Kaynak Belge:
------------------------------
SUNGUR AĞA CAMİİ ve TÜRBESİ

Niğde’de XIV. yüzyılın ilk yarısında inşa edilen cami ve türbe.

İlhanlılar’ın Niğde valisi Sungur Ağa tarafından yaptırılan binanın inşa tarihi kesin olarak bilinmemekle birlikte minare kaidesinde yer alan vergi kitâbesindeki 735 (1335) tarihi binanın tamamlanma yılı olarak kabul edilmektedir. Diğer taraftan yapının minberindeki başka bir kitâbede Sungur Ağa ile Ebû Said Bahadır Han’ın adı geçmektedir. Bundan dolayı yapı 1316-1335 yılları arasında inşa edilmiş olmalıdır.

Cami esasında kıbleye dikey üç nefli plana göre yapılmıştır. Ana mekânının üçerli gruplar halinde on iki birimden oluştuğu görüşü araştırmacılar tarafından kabul edilmiş olsa da üst örtü sistemiyle ilgili görüşler farklılık göstermektedir. Orta sahnın üç kubbeyle, yanların ise çapraz tonozla örtüldüğü veya bütün mekânların çapraz tonozla örtüldüğü yönünde araştırmalar mevcuttur. XVIII. yüzyılda meydana gelen yangında (bir başka görüşe göre geçirdiği bir depremde) tahrip olan yapının ağaç taşıyıcılarıyla üst örtüsü yenilenmiştir. Daha sonraki yıllarda çeşitli onarımlar geçirmiş, günümüzde ise mihraba paralel yedi nefli bir plana sahip olup üzeri ahşap tavan ve kiremit çatıyla örtülmüştür.
------------------------------
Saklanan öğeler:
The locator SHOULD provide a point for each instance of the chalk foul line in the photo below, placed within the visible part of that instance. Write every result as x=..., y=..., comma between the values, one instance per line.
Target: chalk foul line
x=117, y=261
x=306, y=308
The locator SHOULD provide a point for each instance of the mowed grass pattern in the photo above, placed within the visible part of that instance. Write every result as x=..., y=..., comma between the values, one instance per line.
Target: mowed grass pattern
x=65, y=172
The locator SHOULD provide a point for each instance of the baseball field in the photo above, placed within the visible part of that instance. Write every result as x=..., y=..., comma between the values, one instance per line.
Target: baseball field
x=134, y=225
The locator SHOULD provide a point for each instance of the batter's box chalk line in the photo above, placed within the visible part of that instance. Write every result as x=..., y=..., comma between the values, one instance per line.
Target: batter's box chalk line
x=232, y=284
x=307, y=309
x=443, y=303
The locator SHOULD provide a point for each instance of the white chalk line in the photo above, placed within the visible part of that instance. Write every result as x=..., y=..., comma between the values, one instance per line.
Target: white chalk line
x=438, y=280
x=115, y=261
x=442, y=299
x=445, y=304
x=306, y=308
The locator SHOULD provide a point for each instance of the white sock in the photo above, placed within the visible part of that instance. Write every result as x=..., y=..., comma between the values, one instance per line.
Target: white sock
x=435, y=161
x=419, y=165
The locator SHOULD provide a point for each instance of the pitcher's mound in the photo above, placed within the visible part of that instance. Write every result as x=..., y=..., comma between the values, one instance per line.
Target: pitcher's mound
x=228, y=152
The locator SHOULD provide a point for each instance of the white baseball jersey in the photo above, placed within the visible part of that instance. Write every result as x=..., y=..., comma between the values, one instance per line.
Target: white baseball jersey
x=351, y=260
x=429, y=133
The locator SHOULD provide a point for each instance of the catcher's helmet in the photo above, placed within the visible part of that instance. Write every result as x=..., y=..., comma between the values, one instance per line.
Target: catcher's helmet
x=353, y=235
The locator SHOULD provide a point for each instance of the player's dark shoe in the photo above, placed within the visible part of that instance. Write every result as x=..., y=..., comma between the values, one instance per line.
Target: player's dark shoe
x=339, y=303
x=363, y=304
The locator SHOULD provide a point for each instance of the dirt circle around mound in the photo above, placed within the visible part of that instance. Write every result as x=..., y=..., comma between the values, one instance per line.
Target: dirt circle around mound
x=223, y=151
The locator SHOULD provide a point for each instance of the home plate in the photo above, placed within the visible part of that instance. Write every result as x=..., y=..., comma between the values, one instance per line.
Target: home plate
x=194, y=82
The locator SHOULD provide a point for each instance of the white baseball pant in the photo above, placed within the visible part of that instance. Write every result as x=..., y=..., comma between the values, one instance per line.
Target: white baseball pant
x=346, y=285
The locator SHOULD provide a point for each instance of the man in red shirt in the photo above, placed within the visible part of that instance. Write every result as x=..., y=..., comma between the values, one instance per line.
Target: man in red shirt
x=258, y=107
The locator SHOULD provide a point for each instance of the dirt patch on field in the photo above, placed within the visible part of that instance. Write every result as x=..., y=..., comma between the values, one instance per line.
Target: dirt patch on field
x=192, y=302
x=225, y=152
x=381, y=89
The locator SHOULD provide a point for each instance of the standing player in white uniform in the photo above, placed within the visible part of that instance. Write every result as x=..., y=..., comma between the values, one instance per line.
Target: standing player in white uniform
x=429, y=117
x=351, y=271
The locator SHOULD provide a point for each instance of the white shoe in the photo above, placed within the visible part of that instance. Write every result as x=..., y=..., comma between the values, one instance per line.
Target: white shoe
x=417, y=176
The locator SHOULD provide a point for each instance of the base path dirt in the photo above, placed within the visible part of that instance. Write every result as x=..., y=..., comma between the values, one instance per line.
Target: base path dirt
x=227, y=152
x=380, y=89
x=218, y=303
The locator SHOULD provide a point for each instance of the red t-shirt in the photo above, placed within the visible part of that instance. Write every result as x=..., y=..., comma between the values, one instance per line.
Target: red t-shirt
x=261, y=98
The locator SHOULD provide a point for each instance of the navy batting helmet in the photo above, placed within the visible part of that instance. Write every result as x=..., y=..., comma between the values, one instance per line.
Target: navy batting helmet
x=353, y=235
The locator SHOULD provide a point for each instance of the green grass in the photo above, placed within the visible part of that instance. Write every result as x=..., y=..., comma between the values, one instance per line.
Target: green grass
------------------------------
Yazılı Görev:
Sungur Ağa Camii ve Türbesi hakkındaki metinde "SUNGUR AĞA CAMİİ" ifadesiyle başlayıp "inşa edilmiş olmalıdır." ifadesini de kapsayacak şekilde devam eden kısmı hiç değiştirmeden yeniden yazın. Bu öğelere ihtiyaç duyulmamaktadır.

Göreve Yanıt:
SUNGUR AĞA CAMİİ ve TÜRBESİ

Niğde’de XIV. yüzyılın ilk yarısında inşa edilen cami ve türbe.

İlhanlılar’ın Niğde valisi Sungur Ağa tarafından yaptırılan binanın inşa tarihi kesin olarak bilinmemekle birlikte minare kaidesinde yer alan vergi kitâbesindeki 735 (1335) tarihi binanın tamamlanma yılı olarak kabul edilmektedir. Diğer taraftan yapının minberindeki başka bir kitâbede Sungur Ağa ile Ebû Said Bahadır Han’ın adı geçmektedir. Bundan dolayı yapı 1316-1335 yılları arasında inşa edilmiş olmalıdır.